:: SUPPLIED MATERIAL ::
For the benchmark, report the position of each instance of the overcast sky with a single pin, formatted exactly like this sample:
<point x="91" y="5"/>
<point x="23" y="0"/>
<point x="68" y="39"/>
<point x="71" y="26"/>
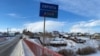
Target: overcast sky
<point x="74" y="15"/>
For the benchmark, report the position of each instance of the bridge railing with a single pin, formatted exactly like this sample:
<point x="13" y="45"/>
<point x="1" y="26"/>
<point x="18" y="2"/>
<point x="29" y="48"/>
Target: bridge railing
<point x="39" y="50"/>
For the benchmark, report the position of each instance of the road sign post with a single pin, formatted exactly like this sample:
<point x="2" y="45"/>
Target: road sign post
<point x="47" y="10"/>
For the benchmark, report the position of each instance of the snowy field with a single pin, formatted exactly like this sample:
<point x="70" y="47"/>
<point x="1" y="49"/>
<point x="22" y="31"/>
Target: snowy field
<point x="75" y="46"/>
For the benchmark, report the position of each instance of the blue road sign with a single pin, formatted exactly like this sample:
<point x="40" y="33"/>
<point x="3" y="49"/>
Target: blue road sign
<point x="48" y="10"/>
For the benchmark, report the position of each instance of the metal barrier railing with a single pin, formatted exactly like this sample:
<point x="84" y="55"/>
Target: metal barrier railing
<point x="38" y="49"/>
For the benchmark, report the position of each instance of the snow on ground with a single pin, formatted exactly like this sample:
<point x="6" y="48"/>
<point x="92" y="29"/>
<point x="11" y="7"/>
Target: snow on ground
:::
- [YOUR GOAL] Rewrite the stretch from the line containing "the snow on" through the end of the records, switching "snow on ground" to "snowy ground" and keeping everything else unchanged.

- [EXERCISE SOLUTION]
For the benchmark, report the position of each instance of the snowy ground with a single pin, formatted exactly like this sample:
<point x="6" y="48"/>
<point x="92" y="29"/>
<point x="11" y="7"/>
Target: snowy ground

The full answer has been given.